======== Dataset records ========

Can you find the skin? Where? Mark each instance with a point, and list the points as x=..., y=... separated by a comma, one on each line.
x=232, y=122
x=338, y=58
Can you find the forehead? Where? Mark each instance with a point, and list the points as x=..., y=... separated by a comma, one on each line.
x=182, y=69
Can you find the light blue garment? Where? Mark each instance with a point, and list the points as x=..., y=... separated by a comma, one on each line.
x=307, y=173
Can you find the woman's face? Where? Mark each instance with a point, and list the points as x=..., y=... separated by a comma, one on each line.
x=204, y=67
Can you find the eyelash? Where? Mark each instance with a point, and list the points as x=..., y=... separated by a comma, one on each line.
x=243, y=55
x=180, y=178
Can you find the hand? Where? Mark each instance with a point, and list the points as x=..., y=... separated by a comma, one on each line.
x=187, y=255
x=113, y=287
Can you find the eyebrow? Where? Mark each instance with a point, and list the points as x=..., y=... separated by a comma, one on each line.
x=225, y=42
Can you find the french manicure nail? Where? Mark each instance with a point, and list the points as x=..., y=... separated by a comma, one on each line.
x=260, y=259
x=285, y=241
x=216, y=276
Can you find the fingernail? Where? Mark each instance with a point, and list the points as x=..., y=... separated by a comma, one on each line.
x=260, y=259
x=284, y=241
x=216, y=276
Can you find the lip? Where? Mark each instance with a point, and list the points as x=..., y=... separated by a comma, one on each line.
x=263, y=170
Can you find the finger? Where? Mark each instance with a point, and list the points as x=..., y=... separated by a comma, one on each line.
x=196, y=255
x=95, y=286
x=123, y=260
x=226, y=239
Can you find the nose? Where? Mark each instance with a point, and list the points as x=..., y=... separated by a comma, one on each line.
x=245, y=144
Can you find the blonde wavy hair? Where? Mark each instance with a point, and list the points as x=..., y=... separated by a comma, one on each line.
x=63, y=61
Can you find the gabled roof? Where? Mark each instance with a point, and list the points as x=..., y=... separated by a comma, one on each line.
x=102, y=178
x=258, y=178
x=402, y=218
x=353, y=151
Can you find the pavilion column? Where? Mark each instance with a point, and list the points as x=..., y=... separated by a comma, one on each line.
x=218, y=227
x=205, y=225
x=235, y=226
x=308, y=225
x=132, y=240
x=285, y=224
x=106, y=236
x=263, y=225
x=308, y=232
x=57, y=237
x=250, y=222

========

Rewrite all of the data above with every "Can you find" changed to "Can you locate" and nothing else altered.

Can you locate the skin? Where? Mark each instance with a point, and list the points as x=..., y=... separated by a comma, one on each line.
x=232, y=122
x=338, y=58
Can you locate the forehead? Where? Mark each instance with a point, and list the points as x=..., y=... separated by a comma, one on each line.
x=182, y=69
Can you locate the light blue garment? Where? Mark each instance with a point, and list the points as x=..., y=... separated by a comma, one on each line.
x=307, y=173
Can you locate the woman's face? Where? Mark each instance with a point, and list the points as x=..., y=... separated by a comma, one on each line.
x=204, y=67
Can you locate the eyelash? Where? Mark each instance with a point, and list the points as x=..., y=... separated by a comma, one on each line.
x=243, y=55
x=180, y=178
Can you locate the hand? Where? Mark each instance with a point, and list the points as x=..., y=... separated by a comma, one on each line.
x=187, y=255
x=113, y=287
Can you locate the eyebrow? Where? Mark each instance with a point, and list the points as x=..., y=... separated by a comma, one on each line.
x=225, y=42
Can you locate the french manicure nail? Where? Mark each instance with a point, and list the points as x=..., y=... separated by a comma, one on each line.
x=260, y=259
x=285, y=241
x=216, y=276
Can you locate the fingernail? Where? Mark each instance with a point, and list the points as x=..., y=... separated by a comma, one on each line.
x=260, y=259
x=284, y=241
x=216, y=276
Can you locate the lip? Where? Mark each instance with a point, and list the points as x=..., y=... separated by a comma, one on each line.
x=263, y=170
Can you locate the finger? Where? Mark each instance with a point, and list the points as x=..., y=... separated by a comma, one on each line.
x=196, y=255
x=95, y=286
x=123, y=260
x=226, y=239
Can you locate the nose? Where? Mark each instance with a point, and list the points as x=..., y=... separated by a comma, one on each line.
x=245, y=144
Can you locate the blonde wavy hair? Where? Mark each instance with a point, and list the points as x=..., y=... separated by a comma, one on each line.
x=63, y=61
Can you locate the gabled roof? Where? Mark each instance with a point, and list the points as x=..., y=... separated by a comma, one on each line.
x=102, y=178
x=258, y=178
x=402, y=218
x=353, y=151
Can you locate the pavilion column? Where? Mark each instance with a point, and list the points as x=..., y=... separated by a comma, one on each line.
x=218, y=227
x=205, y=225
x=235, y=226
x=308, y=225
x=132, y=240
x=285, y=224
x=106, y=236
x=263, y=225
x=308, y=232
x=57, y=237
x=250, y=222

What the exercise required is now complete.